### ZITIERTER TEXT:

Biblisches

Protest statt Zuckerguss

Die Evangelische Zeitung im Norden singt in der Ausgabe vom 15. Augst 2013 ein Loblied auf die Kritik. Konflikte allerdings seien in den Kirchen oft verboten. Sie werden allenfalls personalisiert, also einem Schuldigen zugeordnet, der sich ändern müsse, sodass die Disharmonnie verschwinde. So benennt Mediator und Pastor Ralf Brinkmann im Gespräch mit Sven Kriszio eine typisch kirchliche Abwehr von Konflikten. Dass sie zum Menschen dazugehört, er damit etwas signalisieren wolle und man sie deshalb als hilfreich verstehen könne, von dieser Ansicht sei man weit entfernt. Deshalb will Klaus-Peter Jörns das “Amen” abschaffen. Denn es verhindere am Ende der Predigt, auch mal “Nein” zu sagen. Und Georg Magirius wehrt sich in seinem Beitrag “Protest statt Zuckerguss” gegen das Übergießen des offenbar Skandalösen mit dem Deckmantel einer allumfassenden Liebe.

Georg Magirius’ Beitrag “Protest statt Zuckerguss”

Gäbe es keine Kritik und emotionalen Explosionen in der Bibel, wäre sie vermutlich vergessen. Beim Lesen würde man sich in ihrer Gesellschaft einsam fühlen, wenn man verzweifelt ist, dass Menschen zur Zielscheibe der Zerstörung werden. Nein, damit will sich die Bibel nicht arrangieren. So steht am Anfang, dass die Welt geordnet sei und gut. Ein Leben in Chaos und ohne jeden Zusammenhang würde vermutlich niemand verkraften. Deshalb wirkt die Überzeugung heute und auch in den alten Schriften ganz natürlich: Wer Gutes tut, tut sich auch selber gut. Das findet sich variantenreich in der biblischen Weisheitsliteratur. Und ohne diese Überzeugung gäbe es auch nicht die Sozialkritik der Propheten, die auch eine Glaubenskritik ist: Wer Menschen schinde, handle gegen Gottes Willen, heißt es da.

### SCHRIFTLICHE ANWEISUNG:
Schreibe den Text über Kritik in Kirche und Bibel im Anschluss an seinen letzten Satz weiter.

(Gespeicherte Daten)
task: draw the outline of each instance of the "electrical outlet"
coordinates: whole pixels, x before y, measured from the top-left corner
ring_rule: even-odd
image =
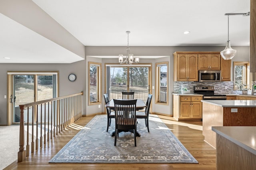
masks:
[[[233,113],[237,113],[237,109],[236,108],[231,108],[231,112]]]

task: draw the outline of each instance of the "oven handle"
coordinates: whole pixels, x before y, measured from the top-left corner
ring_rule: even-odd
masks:
[[[204,96],[203,99],[226,99],[226,96]]]

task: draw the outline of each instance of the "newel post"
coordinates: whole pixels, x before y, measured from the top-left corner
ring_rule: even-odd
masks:
[[[26,159],[26,150],[24,150],[24,108],[25,105],[20,105],[20,148],[18,152],[18,161]]]

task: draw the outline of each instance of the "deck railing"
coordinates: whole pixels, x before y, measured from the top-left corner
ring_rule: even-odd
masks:
[[[122,99],[122,92],[127,91],[126,90],[113,90],[109,91],[109,98],[111,100],[113,99]],[[139,99],[142,100],[146,103],[148,96],[148,90],[130,90],[130,91],[134,91],[134,98]]]
[[[32,153],[34,152],[35,148],[36,150],[38,150],[39,142],[40,147],[42,147],[43,142],[44,144],[46,144],[46,142],[49,142],[82,117],[82,95],[83,92],[20,105],[20,121],[18,162],[24,160],[26,157],[29,156],[30,142]],[[26,123],[24,121],[24,110],[27,111]],[[25,124],[26,150],[24,149],[24,146]],[[35,144],[34,137],[36,138]]]

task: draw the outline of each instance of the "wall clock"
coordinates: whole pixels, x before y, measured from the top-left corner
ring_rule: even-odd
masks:
[[[75,74],[70,74],[68,75],[68,79],[70,81],[74,81],[76,79],[76,75]]]

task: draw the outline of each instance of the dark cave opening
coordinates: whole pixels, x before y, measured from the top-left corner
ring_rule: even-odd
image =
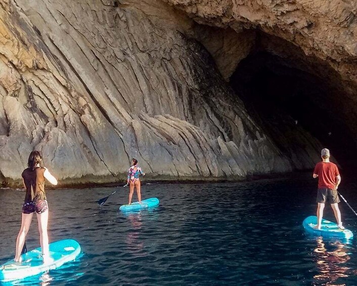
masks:
[[[341,166],[357,159],[353,135],[339,114],[343,112],[338,108],[341,99],[331,83],[259,51],[241,61],[230,84],[248,113],[288,157],[292,149],[305,147],[301,137],[307,132],[322,145],[317,144],[316,151],[328,148]],[[296,132],[298,128],[304,131]]]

### ERGEBNIS DER AUFGABE:
Dieser akademisch-theologisch oft so genannte Tun-Ergehen-Zusammenhang wird aber auch angezweifelt, beim Prediger Salomo etwa, bei Hiob oder in den Psalmen: Warum werden die krank, die sich recht verhalten? Wieso leidet der Gerechte, der Böse aber wird gesegnet? Jakob war nicht abgrundtief böse, aber ein Betrüger. Gottes Segen freilich liegt auf ihm, nicht auf Bruder Esau, der auf brave Weise gewöhnlich lebte. Die Bibel verschweigt solche Ungereimtheiten nicht. Womöglich ist sogar ihre größte Stärke, dass ihr unmittelbarster Glaubensausdruck der des Protestes ist, der Aufschrei gegen die Ungerechtigkeit? Und das ist etwas völlig anderes als das, was heute mitunter als Glaube verstanden wird, nämlich das Übergießen des Skandalösen mit dem Zuckerguss einer angeblich allumfassenden Liebe, der jene knebelt, die kaum noch Luft bekommen.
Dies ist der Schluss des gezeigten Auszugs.